---- Given data

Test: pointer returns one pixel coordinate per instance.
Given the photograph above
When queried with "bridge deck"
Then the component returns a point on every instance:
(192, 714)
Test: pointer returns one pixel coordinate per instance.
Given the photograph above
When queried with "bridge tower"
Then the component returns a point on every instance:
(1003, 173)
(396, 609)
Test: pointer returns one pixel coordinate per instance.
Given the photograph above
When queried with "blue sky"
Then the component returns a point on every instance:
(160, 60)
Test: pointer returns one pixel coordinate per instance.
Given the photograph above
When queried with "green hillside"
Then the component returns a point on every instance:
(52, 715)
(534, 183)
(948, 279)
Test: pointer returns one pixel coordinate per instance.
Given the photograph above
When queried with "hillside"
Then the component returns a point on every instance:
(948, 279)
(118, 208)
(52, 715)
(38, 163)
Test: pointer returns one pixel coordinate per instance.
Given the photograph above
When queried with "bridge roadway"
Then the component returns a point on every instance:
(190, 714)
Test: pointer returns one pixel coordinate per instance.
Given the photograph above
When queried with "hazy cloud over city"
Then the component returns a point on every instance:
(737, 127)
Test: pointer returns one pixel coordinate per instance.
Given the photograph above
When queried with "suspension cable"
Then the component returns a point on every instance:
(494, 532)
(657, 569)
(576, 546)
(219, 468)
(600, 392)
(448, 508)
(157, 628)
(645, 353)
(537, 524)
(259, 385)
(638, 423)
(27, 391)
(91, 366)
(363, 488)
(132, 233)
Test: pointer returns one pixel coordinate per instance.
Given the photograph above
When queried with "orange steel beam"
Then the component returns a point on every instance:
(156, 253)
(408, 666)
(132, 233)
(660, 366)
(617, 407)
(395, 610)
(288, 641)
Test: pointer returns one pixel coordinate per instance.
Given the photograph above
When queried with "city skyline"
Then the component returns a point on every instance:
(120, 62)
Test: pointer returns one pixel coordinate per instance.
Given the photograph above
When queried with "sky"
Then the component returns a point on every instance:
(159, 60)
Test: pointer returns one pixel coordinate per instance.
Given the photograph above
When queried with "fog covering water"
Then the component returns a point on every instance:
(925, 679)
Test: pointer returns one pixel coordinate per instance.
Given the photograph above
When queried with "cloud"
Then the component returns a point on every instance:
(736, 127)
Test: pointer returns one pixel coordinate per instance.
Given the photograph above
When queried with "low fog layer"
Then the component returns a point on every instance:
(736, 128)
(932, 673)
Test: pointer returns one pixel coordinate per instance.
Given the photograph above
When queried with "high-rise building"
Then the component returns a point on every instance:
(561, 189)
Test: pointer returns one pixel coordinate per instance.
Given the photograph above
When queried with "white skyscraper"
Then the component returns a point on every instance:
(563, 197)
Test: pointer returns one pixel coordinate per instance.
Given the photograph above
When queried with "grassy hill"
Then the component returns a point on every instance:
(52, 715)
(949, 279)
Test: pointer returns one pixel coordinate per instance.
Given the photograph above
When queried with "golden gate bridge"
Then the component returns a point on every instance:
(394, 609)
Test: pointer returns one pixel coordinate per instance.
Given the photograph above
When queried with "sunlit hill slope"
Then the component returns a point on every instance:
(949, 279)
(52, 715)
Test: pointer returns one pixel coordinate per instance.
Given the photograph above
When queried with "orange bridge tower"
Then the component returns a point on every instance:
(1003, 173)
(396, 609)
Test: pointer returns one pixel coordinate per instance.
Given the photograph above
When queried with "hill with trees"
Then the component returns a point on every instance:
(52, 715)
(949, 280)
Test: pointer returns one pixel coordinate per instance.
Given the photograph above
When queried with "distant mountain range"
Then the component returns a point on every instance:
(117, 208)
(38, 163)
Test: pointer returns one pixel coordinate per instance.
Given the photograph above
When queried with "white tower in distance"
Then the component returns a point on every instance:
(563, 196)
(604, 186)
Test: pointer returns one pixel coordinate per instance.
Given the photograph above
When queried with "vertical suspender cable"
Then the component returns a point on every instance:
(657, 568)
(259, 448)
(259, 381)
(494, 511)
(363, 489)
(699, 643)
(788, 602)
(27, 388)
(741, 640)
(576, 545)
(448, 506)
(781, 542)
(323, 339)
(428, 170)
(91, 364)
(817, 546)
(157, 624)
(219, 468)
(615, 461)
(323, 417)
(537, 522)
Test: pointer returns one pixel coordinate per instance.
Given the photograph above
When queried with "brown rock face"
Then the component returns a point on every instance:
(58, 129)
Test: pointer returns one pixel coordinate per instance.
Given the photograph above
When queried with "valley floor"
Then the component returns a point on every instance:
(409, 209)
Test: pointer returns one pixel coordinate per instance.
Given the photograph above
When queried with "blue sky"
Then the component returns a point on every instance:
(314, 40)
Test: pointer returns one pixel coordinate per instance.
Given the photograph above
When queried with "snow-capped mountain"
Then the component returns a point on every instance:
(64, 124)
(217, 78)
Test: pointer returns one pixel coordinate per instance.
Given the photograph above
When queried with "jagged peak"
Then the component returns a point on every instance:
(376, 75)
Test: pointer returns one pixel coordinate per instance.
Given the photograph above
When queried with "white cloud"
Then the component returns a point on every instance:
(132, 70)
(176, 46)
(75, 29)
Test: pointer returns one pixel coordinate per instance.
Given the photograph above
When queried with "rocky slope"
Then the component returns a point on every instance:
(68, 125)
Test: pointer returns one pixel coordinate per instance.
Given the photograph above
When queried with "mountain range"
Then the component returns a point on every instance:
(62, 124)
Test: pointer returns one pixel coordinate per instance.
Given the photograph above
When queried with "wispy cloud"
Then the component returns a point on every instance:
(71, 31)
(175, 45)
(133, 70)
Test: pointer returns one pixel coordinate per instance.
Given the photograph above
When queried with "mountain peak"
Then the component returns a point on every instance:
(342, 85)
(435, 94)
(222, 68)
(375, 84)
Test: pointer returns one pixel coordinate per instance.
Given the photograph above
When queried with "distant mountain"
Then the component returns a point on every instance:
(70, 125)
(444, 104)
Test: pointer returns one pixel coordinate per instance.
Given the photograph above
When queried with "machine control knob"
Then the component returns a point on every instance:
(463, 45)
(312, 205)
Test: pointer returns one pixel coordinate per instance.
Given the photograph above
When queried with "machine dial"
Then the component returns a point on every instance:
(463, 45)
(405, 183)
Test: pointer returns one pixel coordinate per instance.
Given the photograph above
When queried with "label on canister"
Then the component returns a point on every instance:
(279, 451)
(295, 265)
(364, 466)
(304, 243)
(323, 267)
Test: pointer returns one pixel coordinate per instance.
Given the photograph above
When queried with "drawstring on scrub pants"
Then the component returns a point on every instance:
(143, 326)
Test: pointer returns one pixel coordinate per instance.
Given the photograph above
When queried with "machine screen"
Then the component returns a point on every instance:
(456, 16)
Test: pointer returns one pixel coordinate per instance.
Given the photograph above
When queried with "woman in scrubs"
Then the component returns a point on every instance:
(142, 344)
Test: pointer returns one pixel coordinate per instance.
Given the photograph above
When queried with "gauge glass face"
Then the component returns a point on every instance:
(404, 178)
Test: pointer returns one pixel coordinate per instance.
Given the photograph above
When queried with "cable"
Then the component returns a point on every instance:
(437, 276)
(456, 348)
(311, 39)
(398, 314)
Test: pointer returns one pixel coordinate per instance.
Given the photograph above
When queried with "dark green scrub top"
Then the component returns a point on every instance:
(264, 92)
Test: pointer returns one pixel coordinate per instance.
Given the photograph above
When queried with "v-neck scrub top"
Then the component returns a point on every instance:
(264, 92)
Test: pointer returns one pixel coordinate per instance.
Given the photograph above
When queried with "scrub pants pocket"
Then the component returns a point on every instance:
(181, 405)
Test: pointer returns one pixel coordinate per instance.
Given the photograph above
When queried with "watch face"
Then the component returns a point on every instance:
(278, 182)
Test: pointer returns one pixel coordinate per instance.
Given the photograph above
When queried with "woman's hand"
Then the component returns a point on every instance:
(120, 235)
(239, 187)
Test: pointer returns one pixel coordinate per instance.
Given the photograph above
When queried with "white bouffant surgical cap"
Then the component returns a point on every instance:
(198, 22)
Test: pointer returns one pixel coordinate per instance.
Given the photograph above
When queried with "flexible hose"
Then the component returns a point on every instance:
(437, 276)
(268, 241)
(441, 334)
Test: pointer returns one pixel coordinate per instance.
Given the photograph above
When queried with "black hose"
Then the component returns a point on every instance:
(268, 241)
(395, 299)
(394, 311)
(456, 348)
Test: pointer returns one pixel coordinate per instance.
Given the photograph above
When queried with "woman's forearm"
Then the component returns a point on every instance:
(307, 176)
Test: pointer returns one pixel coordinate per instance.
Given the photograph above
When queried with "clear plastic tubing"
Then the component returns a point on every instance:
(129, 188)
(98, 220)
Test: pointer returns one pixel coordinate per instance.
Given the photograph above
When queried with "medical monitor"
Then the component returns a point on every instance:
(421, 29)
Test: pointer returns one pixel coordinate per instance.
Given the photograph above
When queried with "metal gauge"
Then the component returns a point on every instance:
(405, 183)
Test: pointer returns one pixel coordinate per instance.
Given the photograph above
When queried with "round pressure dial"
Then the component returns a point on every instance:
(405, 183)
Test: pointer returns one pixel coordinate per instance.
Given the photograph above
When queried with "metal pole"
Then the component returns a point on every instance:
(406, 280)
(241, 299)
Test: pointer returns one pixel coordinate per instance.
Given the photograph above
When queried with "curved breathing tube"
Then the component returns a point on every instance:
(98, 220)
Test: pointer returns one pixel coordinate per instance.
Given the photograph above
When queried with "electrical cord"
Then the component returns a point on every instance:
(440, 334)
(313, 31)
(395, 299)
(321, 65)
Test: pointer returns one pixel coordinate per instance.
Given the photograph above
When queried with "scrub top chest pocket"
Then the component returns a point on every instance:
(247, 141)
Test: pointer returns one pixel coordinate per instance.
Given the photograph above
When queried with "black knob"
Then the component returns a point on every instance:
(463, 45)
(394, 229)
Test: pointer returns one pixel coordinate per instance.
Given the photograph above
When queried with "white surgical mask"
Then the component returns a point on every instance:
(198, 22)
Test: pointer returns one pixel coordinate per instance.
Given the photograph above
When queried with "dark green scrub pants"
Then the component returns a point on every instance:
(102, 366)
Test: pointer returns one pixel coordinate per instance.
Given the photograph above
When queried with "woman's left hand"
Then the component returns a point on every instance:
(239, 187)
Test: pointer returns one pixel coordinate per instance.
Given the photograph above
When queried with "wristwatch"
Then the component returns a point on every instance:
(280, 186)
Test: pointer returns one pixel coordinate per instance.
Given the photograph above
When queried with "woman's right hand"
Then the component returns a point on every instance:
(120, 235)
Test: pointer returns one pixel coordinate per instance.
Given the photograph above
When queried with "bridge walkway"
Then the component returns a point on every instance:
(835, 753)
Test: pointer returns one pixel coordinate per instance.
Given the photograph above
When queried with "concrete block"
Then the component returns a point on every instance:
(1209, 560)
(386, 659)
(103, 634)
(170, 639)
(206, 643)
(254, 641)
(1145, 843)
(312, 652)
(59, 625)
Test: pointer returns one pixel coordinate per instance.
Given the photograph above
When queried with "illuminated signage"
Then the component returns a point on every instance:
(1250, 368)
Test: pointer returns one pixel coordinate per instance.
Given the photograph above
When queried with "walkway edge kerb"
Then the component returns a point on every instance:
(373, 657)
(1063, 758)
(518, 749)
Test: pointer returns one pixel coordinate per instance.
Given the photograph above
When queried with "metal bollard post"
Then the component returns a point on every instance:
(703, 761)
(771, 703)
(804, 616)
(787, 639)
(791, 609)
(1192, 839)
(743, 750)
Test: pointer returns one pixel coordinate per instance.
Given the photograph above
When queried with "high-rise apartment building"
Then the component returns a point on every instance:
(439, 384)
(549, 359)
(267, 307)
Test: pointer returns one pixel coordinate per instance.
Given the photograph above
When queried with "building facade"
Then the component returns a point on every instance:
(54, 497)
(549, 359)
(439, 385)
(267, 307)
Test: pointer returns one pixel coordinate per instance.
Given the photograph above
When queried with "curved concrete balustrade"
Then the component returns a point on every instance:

--------

Count the lines in the items above that contain the word "distant", and reply with the number alone.

2